**WORK TO COMPLETE**
Reproduce the listing below word for word, starting at the line that contains "Tag the fallen" and continuing through the end of the listing. Omit the pictures from your copy.
=== PROVIDED ENTRIES ===
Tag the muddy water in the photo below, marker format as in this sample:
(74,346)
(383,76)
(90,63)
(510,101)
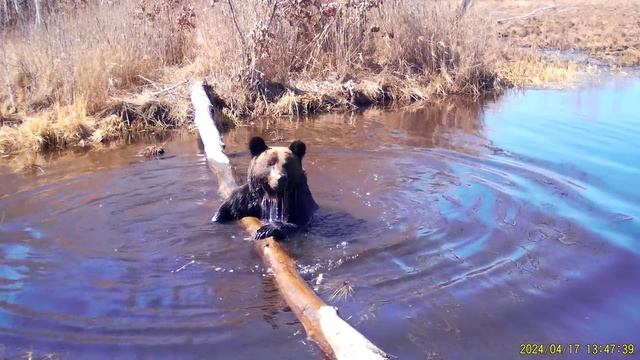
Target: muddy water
(465,229)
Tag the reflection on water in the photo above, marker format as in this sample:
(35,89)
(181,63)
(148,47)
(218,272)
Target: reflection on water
(465,229)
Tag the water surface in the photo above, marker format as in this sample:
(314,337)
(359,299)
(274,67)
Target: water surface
(466,228)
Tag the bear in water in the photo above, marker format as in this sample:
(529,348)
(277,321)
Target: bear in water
(276,191)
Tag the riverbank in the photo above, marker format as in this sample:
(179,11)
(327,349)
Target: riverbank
(91,74)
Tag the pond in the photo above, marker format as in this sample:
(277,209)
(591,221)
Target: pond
(465,228)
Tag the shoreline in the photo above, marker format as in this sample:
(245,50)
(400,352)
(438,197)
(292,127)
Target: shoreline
(49,107)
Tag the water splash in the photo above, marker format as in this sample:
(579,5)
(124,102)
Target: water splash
(275,208)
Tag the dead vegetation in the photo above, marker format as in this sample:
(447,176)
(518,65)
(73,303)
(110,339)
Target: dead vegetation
(608,31)
(93,71)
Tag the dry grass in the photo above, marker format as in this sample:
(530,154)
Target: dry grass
(606,30)
(123,66)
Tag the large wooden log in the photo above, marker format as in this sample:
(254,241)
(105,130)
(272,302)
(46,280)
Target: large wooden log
(335,337)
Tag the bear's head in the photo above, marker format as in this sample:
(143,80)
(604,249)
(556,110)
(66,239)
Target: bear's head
(276,169)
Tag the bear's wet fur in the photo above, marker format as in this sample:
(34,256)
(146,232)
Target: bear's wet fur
(276,191)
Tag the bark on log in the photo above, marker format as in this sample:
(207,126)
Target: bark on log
(335,337)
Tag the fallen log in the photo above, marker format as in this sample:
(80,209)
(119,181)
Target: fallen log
(335,337)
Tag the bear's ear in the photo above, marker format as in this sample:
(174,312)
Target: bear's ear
(299,148)
(257,146)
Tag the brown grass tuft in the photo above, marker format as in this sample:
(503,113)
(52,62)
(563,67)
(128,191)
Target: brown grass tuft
(97,70)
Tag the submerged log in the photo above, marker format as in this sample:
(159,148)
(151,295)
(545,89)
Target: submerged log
(335,337)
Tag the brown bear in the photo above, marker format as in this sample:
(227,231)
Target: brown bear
(276,191)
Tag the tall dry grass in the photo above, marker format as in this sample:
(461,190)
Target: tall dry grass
(111,59)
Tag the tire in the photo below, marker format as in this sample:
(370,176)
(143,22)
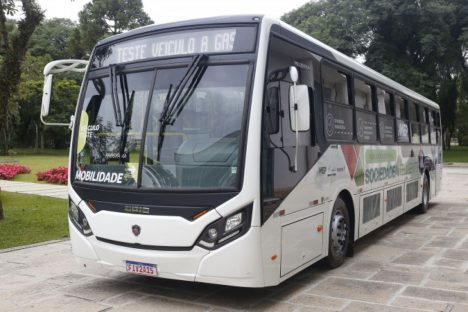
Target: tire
(422,208)
(339,234)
===
**PROBLEM SOLUTION**
Tag the fallen log in the photo above, marker format as in this sample:
(80,209)
(119,181)
Target: fallen log
(335,337)
Tag the bear's ear in the photo above, marker format as in this sample:
(174,312)
Target: bear's ear
(299,148)
(257,146)
Tag the brown grass tuft in the photo above, marker format as in this sample:
(503,113)
(52,62)
(563,67)
(128,191)
Target: brown grass tuft
(97,70)
Tag the submerged log in the photo above, marker format as in this sample:
(159,148)
(151,295)
(545,89)
Target: submerged log
(335,337)
Tag the brown bear in the photo above, marker format as in this sample:
(227,231)
Target: brown bear
(276,191)
Tag the tall dry grass in the photo above, marker format as in this sample:
(461,190)
Target: tall dry grass
(111,59)
Tag the tire in the photo below, marker format as in this sample:
(370,176)
(143,22)
Target: tire
(422,208)
(339,234)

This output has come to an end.